**EXCERPT TO READ**.
-=-=-=-=-

What Happened to Football Index?

Football Index front page notice

Football Index (FI) was an innovative product when it was launched in 2015 and for a long time was hailed as the next big thing in betting. The product combined elements of fantasy football with traditional betting in a format akin to a stock exchange and proved a real hit with fans. Growth came at a good pace and, helped by some private funding and more than £1m raised through crowdfunding, Football Index were able to market their platform quite aggressively.

Major shirt sponsorship deals with Bristol Rovers, Nottingham Forest and QPR really got the brand out into the consciousness of football fans. What’s more, it gave Football Index a real air of legitimacy and trustworthiness. Around 2018 and 2019, more than £1m was traded on a busy day at the football equivalent of the stock exchange and sections of the media continued to praise the site. In September 2020, it was ranked second in the Sunday Time’s annual Tech Track 100.

It earned that spot thanks to sales growth of more than 300% in the three years prior and by reporting their latest sales figures of £45,120,000. Things were looking good and FI was being touted as the future of football and sports betting. All of which makes the speed of the company’s decline even more dramatic and surprising.

Football Index Loses License & Parent Company Enters Administration

Football Index logoJust a few months on from being heralded by the Sunday Times as one of the nation’s fastest-growing private technology companies, the wheels well and truly came off. There had been some issues throughout 2020’s global health crisis due to the lack of football but, for a long time, the model of the business seemed untroubled.

-=-=-=-=-

Stored records:

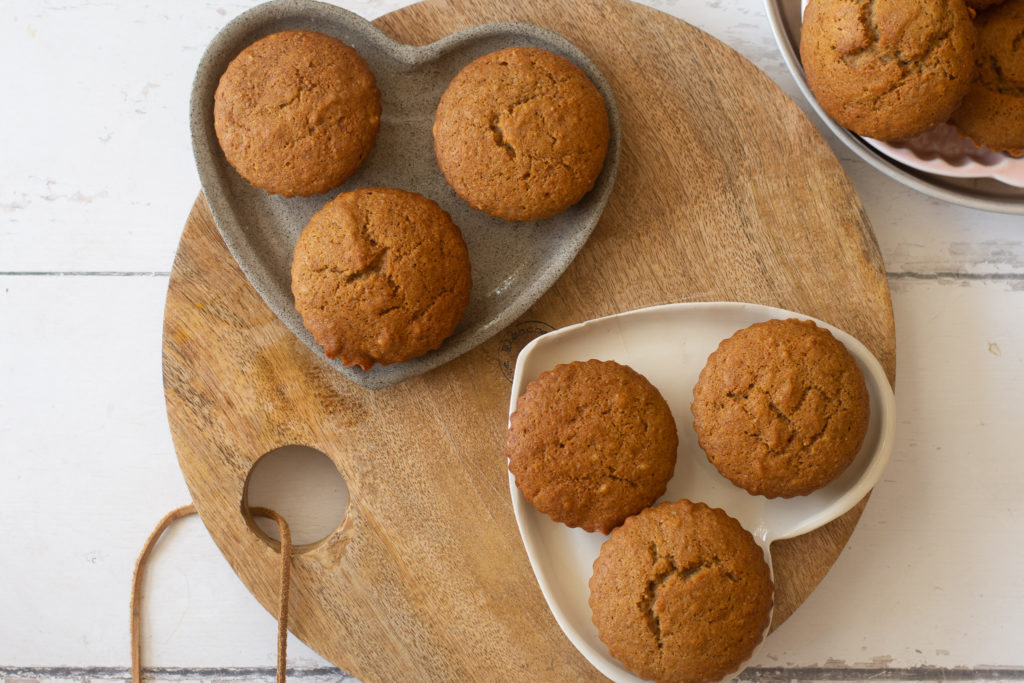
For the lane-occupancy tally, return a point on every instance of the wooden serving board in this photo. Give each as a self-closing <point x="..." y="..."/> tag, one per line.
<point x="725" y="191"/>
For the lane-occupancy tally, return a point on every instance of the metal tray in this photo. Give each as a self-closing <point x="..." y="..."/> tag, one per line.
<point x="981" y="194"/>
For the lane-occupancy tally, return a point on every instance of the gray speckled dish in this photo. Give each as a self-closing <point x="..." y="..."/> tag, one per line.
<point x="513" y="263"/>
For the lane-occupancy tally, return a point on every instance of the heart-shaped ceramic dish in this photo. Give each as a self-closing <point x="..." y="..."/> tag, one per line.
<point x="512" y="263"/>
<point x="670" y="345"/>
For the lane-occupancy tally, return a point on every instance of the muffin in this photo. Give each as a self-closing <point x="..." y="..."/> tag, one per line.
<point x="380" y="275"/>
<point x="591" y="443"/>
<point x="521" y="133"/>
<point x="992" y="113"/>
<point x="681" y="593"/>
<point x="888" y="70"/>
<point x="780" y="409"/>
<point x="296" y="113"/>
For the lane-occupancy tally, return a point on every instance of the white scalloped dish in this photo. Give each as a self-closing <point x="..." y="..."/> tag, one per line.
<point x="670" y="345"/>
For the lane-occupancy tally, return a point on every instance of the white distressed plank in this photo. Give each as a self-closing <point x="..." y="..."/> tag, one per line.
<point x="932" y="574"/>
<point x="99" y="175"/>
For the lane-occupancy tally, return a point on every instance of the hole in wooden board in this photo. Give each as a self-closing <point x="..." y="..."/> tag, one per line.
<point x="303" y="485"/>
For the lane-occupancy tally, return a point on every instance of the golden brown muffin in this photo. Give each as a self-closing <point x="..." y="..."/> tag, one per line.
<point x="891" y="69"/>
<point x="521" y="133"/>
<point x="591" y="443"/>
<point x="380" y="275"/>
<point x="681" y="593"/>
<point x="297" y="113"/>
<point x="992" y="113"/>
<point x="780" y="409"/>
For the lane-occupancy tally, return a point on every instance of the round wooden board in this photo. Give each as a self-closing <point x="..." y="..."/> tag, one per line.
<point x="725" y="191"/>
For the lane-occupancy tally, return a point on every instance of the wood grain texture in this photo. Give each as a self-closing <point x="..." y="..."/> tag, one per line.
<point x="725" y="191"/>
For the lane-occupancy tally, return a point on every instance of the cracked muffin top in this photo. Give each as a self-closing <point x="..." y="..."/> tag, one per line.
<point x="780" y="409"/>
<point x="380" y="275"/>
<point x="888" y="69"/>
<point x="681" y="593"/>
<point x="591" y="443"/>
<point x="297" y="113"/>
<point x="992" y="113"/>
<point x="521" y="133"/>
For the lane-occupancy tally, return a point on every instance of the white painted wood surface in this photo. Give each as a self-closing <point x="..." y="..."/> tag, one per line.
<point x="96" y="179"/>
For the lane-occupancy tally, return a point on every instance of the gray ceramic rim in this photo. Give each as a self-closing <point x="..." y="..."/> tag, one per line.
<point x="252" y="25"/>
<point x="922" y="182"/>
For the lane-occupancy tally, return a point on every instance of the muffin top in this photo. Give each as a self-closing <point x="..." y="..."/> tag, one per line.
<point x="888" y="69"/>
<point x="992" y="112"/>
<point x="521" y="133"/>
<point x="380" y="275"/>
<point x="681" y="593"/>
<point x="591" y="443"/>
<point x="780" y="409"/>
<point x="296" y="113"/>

-=-=-=-=-

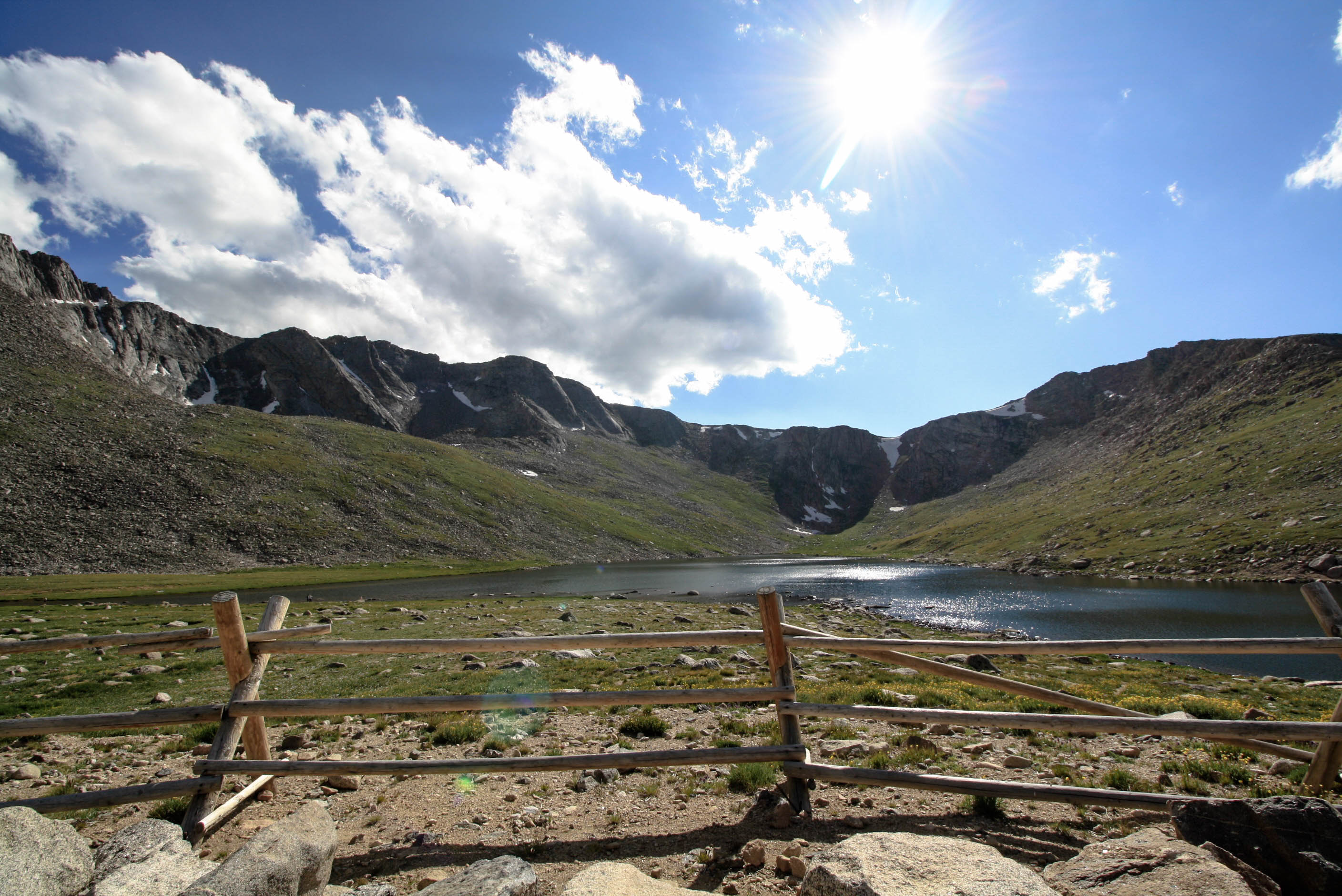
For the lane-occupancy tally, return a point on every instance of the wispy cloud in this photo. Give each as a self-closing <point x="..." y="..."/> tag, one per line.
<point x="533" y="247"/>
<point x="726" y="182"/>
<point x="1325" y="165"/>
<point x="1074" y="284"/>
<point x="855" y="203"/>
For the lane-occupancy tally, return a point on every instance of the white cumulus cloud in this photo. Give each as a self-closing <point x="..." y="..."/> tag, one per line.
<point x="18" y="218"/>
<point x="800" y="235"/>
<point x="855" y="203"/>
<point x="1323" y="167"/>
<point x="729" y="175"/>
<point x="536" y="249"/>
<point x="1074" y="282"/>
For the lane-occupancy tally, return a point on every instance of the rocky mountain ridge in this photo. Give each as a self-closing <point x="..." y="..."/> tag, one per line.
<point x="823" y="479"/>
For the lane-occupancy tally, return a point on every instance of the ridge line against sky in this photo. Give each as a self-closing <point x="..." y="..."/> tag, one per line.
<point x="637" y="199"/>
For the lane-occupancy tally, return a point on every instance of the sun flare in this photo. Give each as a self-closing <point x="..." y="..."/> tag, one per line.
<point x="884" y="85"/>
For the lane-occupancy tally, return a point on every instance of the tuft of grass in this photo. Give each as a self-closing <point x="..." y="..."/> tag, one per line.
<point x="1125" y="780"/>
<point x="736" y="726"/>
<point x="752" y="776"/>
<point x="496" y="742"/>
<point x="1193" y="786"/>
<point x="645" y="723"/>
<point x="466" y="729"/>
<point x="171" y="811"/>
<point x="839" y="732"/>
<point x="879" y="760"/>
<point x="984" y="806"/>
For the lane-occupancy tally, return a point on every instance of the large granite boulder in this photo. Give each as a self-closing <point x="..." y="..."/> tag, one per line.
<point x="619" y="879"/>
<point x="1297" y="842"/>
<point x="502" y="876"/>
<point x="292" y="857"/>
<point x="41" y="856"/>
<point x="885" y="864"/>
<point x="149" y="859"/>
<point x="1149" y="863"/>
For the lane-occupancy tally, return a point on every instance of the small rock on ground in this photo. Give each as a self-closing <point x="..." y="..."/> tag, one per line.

-=-=-=-=-

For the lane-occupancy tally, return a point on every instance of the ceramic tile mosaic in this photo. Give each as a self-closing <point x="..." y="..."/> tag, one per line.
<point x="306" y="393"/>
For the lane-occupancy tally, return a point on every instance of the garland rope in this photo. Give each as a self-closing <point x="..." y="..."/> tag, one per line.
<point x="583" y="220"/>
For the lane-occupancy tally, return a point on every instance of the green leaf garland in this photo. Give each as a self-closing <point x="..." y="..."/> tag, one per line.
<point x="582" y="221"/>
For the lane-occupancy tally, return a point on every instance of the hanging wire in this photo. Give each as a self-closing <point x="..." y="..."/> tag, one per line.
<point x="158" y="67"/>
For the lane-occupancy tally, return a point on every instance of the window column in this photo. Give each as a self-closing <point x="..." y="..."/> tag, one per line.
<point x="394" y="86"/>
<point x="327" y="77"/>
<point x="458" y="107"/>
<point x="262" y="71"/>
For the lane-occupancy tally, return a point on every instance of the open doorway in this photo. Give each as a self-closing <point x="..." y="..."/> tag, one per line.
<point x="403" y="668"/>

-=-=-=-=-

**PROBLEMS TO WORK ON**.
1. Write out the part of the Football Index article that begins at the words "Major shirt sponsorship" and stops after "Tech Track 100.".
2. How many lines of the rows contain the string "ridge", with case counting? Reply with the number alone.
The article and the rows were drawn from separate sources.

**PER-TASK ANSWERS**.
1.
Major shirt sponsorship deals with Bristol Rovers, Nottingham Forest and QPR really got the brand out into the consciousness of football fans. What’s more, it gave Football Index a real air of legitimacy and trustworthiness. Around 2018 and 2019, more than £1m was traded on a busy day at the football equivalent of the stock exchange and sections of the media continued to praise the site. In September 2020, it was ranked second in the Sunday Time’s annual Tech Track 100.

2. 2